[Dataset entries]

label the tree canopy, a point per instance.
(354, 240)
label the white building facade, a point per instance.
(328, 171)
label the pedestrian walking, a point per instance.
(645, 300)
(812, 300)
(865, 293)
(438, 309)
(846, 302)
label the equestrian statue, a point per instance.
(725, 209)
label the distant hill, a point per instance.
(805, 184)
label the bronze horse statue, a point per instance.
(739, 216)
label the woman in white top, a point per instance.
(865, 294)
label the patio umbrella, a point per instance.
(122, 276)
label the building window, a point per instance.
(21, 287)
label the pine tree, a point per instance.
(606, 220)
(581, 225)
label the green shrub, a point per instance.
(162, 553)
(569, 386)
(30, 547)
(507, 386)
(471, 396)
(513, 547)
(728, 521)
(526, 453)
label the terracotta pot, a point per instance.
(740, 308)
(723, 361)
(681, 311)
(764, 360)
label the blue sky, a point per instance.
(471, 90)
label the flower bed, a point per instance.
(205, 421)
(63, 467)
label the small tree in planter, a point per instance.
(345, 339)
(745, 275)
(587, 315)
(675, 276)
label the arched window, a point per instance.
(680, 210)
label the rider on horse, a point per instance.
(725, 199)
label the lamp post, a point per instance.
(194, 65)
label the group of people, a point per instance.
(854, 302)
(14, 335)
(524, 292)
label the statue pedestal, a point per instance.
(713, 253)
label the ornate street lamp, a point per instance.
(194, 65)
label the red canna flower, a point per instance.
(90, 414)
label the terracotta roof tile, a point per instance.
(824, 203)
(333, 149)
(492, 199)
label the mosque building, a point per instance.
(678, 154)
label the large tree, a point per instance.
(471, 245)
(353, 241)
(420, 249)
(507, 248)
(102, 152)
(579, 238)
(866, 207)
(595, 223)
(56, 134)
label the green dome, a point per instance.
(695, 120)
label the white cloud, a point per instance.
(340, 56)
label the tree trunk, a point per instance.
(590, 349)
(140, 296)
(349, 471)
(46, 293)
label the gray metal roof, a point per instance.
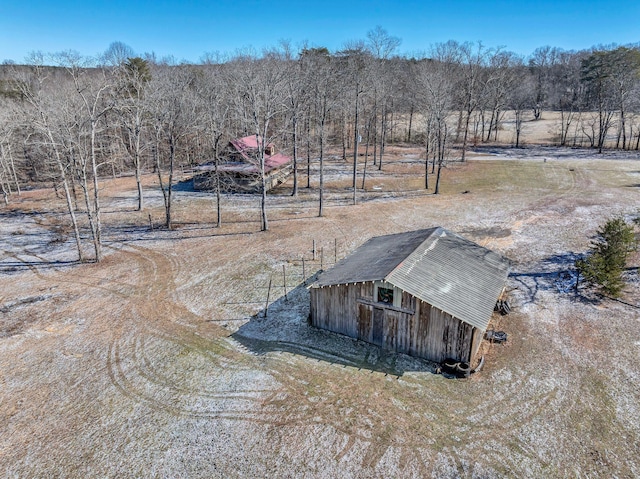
(435, 265)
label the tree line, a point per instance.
(67, 120)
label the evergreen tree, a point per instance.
(605, 262)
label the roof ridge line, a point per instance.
(438, 229)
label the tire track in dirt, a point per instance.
(152, 360)
(162, 361)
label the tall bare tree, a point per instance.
(260, 92)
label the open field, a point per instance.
(158, 362)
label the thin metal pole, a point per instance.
(284, 281)
(304, 272)
(266, 306)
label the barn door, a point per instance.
(378, 326)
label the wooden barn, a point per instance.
(427, 293)
(239, 170)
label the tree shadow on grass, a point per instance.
(286, 330)
(556, 274)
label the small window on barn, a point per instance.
(385, 295)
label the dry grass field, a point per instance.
(158, 361)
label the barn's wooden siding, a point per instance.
(415, 328)
(335, 308)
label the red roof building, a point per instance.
(239, 169)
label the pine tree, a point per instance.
(607, 258)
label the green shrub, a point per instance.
(604, 264)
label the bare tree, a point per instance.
(41, 114)
(173, 106)
(260, 92)
(92, 90)
(212, 93)
(434, 89)
(133, 77)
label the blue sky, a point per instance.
(188, 29)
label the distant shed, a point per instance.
(239, 168)
(428, 293)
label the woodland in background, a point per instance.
(67, 120)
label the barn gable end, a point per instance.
(427, 293)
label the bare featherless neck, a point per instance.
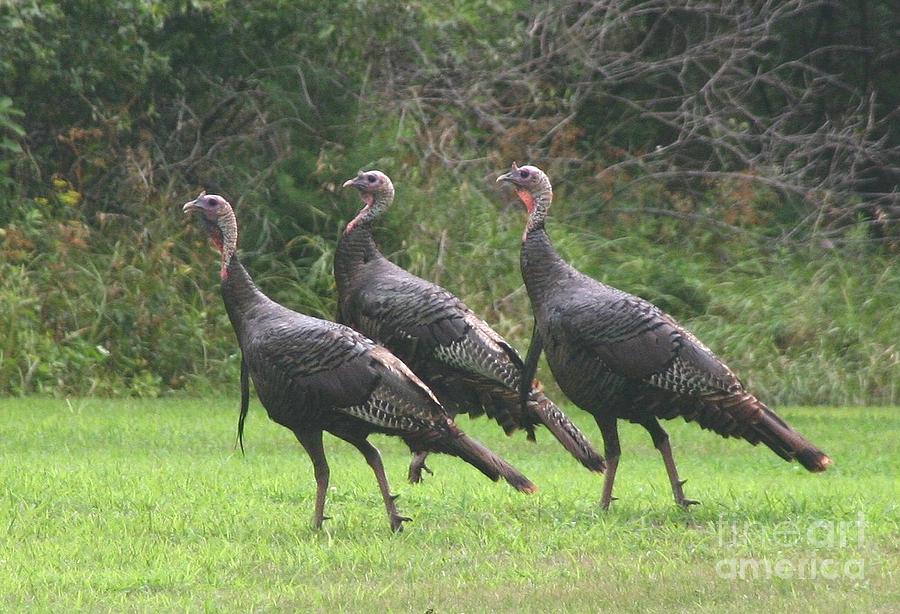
(375, 203)
(227, 240)
(537, 201)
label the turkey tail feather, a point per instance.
(565, 431)
(788, 443)
(487, 462)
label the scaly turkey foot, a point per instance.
(416, 467)
(680, 499)
(397, 522)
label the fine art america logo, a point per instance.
(830, 549)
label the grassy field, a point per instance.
(118, 505)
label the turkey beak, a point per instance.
(510, 176)
(351, 183)
(193, 205)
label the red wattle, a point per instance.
(526, 197)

## What is being asked
Once the pictures are set aside, give every line above again without alteration.

## Finished exercise
label the tree canopy, a point per instance.
(354, 240)
label the white building facade, a point per instance.
(328, 171)
label the pedestrian walking, a point per instance.
(645, 300)
(812, 300)
(865, 293)
(438, 309)
(846, 302)
label the equestrian statue, a point per instance.
(725, 209)
label the distant hill, a point per instance.
(805, 184)
label the bronze horse statue, a point per instance.
(739, 216)
label the woman in white top, a point per instance.
(865, 294)
label the patio umbrella, a point per instance.
(122, 276)
label the building window, a point per instance.
(21, 287)
label the pine tree, a point per instance.
(606, 220)
(581, 225)
label the green shrub, a point per instance.
(162, 553)
(569, 386)
(30, 547)
(507, 386)
(471, 396)
(513, 547)
(728, 521)
(526, 453)
label the terracotta pot, a point per instance.
(740, 308)
(723, 361)
(681, 311)
(764, 360)
label the blue sky, a point per instance.
(471, 90)
label the flower bed, a point per instance.
(205, 421)
(63, 467)
label the small tree in planter, a point per instance.
(345, 339)
(745, 275)
(587, 315)
(675, 276)
label the arched window, a point per instance.
(680, 210)
label the rider on horse, a point per instance.
(725, 199)
label the lamp post, a point per instance.
(194, 65)
label the group of people, a point per instance.
(854, 302)
(14, 335)
(524, 292)
label the statue pedestal, a point per instance.
(713, 253)
label the ornate street lamp, a point per instance.
(194, 65)
label the red canna flower, a point per instance.
(90, 414)
label the terracotta roof tile, a point per instance.
(824, 203)
(333, 149)
(492, 199)
label the mosque building, a point per instance.
(678, 154)
label the large tree, a point per instance.
(471, 245)
(353, 241)
(420, 249)
(507, 248)
(102, 152)
(579, 238)
(866, 207)
(595, 223)
(56, 134)
label the green dome, a point per instance.
(695, 120)
label the white cloud, a point per instance.
(340, 56)
label the tree trunk, a point per instance.
(590, 349)
(140, 296)
(349, 471)
(46, 293)
label the gray metal roof, a point per instance.
(435, 265)
label the tree line, a point per instance.
(67, 120)
label the evergreen tree, a point per instance.
(605, 262)
label the roof ridge line, a point per instance.
(438, 229)
label the tire track in dirt, a point per instance.
(152, 360)
(162, 361)
label the tall bare tree, a point per instance.
(260, 92)
label the open field, a point per instance.
(158, 362)
label the thin metal pole, a point per instance.
(284, 281)
(304, 272)
(266, 306)
label the barn door, a point per instance.
(378, 326)
label the wooden barn, a point per instance.
(427, 293)
(239, 170)
label the tree shadow on grass, a point per instance.
(286, 330)
(556, 274)
label the small window on barn, a point per instance.
(385, 295)
label the dry grass field, a point per instance.
(158, 361)
label the barn's wooden siding, a point per instance.
(415, 328)
(335, 308)
label the red roof building, a point per instance.
(239, 169)
label the pine tree, a point per instance.
(607, 258)
label the green shrub, a point per instance.
(604, 264)
label the bare tree, a point per instance.
(41, 114)
(173, 106)
(260, 92)
(92, 90)
(212, 93)
(434, 89)
(133, 77)
label the blue sky, a point per instance.
(188, 29)
label the distant shed, a point per instance.
(239, 168)
(428, 293)
label the woodland in background, a point per instance.
(67, 120)
label the barn gable end, a point per instance.
(427, 293)
label the bare featherless neck, a point per instance.
(375, 203)
(227, 240)
(537, 201)
label the turkey tail feather, a point per instance.
(565, 431)
(788, 443)
(487, 462)
label the scaly turkey foot, a point per instance.
(416, 467)
(680, 499)
(397, 522)
label the fine art america logo, a point per instance.
(830, 549)
label the grassy field, a point per instance.
(118, 505)
label the turkey beak, a point per instance.
(510, 176)
(351, 183)
(193, 205)
label the red wattle, a point per instance.
(526, 197)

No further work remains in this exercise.